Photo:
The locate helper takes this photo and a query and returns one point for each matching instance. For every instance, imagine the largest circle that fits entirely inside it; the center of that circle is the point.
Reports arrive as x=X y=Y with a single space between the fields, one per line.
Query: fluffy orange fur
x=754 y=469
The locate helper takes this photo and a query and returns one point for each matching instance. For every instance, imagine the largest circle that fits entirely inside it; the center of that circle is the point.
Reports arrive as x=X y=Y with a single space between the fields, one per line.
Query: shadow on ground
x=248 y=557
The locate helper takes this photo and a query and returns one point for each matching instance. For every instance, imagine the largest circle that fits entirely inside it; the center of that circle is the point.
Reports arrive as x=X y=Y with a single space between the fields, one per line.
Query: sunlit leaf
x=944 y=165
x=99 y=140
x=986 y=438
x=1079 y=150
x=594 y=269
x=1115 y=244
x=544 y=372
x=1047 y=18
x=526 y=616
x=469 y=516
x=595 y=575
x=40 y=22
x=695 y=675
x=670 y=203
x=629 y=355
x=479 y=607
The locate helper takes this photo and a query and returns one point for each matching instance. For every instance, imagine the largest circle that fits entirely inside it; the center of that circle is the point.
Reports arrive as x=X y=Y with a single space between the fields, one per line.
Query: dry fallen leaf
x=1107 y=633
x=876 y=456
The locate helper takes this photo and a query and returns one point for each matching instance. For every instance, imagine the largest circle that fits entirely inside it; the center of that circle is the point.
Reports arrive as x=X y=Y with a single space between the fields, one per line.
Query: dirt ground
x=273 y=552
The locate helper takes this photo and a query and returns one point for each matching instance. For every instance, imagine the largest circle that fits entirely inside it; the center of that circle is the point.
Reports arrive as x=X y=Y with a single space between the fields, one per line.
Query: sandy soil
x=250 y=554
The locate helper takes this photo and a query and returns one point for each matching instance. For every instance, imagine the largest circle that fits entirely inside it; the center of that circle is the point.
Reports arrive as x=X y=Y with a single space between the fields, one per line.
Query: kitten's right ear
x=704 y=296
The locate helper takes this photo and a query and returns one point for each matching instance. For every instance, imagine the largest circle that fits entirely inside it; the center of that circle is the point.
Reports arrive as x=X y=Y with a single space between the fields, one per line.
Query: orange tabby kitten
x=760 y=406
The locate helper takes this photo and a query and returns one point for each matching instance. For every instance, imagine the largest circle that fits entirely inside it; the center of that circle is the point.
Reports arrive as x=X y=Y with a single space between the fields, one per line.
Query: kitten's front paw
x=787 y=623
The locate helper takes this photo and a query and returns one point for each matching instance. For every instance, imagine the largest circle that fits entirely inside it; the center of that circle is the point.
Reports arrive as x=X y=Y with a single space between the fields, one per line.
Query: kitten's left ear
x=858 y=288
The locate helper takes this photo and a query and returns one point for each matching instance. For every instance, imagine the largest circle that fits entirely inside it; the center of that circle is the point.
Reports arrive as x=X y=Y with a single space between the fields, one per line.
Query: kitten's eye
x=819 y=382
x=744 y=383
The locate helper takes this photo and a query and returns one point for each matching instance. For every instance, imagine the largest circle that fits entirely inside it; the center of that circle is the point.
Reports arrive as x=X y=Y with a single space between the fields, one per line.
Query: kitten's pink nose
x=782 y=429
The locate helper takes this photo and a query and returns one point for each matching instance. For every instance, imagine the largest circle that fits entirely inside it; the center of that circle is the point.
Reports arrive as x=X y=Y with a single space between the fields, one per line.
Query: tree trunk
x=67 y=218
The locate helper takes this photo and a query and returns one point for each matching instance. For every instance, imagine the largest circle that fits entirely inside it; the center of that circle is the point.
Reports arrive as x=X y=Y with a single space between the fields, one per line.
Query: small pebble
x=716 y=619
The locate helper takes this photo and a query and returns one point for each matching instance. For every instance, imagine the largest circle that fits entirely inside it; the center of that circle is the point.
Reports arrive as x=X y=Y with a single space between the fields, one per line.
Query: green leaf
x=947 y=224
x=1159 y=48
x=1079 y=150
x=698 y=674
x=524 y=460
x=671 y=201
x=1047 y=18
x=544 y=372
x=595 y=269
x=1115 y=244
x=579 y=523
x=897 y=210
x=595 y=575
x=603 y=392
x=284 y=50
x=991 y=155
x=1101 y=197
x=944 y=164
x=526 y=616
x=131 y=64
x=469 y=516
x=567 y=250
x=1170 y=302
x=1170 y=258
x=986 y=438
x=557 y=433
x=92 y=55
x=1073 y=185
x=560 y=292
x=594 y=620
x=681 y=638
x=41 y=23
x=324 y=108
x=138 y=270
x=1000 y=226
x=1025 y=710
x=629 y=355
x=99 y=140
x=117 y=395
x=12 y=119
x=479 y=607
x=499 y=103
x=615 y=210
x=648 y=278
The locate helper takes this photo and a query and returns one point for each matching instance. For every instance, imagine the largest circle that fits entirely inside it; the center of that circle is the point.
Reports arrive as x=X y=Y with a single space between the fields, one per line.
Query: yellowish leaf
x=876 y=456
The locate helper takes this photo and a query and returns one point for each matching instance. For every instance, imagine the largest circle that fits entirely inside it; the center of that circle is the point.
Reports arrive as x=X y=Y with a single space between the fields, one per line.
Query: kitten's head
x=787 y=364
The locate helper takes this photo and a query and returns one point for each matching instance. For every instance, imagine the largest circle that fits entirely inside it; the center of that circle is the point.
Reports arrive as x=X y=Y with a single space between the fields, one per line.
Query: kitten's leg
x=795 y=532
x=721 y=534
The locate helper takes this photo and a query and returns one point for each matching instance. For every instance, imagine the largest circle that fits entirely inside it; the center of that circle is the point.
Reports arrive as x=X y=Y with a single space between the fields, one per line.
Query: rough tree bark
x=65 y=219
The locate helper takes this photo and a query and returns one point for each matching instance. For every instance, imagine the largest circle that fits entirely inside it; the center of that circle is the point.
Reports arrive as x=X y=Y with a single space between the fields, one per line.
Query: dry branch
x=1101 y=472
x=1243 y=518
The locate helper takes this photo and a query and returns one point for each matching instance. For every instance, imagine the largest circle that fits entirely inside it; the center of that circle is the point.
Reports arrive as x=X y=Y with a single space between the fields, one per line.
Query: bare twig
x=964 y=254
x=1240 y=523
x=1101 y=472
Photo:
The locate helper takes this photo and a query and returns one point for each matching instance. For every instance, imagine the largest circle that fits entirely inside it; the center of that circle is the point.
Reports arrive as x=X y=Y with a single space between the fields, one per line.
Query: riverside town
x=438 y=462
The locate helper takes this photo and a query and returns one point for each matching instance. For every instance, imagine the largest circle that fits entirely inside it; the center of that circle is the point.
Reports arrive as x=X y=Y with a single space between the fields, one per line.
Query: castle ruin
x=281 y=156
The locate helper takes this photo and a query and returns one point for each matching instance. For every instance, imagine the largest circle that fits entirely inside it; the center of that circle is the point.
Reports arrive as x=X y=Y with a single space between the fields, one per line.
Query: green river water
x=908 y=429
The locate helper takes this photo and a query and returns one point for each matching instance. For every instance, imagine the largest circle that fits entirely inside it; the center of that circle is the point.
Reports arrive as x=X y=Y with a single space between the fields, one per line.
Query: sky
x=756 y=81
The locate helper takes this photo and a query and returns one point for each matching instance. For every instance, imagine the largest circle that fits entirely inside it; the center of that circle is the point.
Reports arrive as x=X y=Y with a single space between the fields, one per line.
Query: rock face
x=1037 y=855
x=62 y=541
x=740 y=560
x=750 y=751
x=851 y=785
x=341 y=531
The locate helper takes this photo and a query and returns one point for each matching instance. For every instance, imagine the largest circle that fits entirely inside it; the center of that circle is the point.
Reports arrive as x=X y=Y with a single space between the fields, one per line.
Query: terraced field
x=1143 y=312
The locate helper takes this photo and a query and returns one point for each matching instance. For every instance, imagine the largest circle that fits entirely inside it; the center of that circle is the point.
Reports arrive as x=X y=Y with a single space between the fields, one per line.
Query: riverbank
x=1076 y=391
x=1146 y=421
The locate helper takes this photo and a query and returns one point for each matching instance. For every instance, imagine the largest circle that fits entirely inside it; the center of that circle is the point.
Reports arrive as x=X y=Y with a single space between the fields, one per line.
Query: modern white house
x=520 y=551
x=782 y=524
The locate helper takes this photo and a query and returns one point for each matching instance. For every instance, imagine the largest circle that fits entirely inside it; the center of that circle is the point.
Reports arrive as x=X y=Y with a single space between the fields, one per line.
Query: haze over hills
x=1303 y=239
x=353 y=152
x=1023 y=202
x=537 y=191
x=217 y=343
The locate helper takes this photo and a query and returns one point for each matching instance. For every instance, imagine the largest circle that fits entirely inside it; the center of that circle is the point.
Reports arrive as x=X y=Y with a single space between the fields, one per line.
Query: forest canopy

==========

• WHAT YOU NEED TO DO: Rewrite every line from the start of the items through the line that contains "x=248 y=557", both ends included and the requests kept as they are. In the answers only, multiply each coordinate by 2.5 and round to a whole number, with halves rounding up.

• ANSWER TO THIS PROBLEM:
Photo:
The locate helper takes this photo and a query and returns one point for each matching instance. For every instance, imagine the largest circle that fits entirely inside it; the center of that circle is the point.
Reports arrive as x=X y=Y with a single space between the fields, one per line.
Query: fluffy orange fur
x=1885 y=1173
The locate helper takes this photo and a query and returns one point for each matching instance. For every instance, imagine the largest circle that fits entirely inside it; the center of that circle is the point.
Reports arrive as x=X y=Y with a single space between the fields, one per line.
Query: shadow on ground
x=620 y=1393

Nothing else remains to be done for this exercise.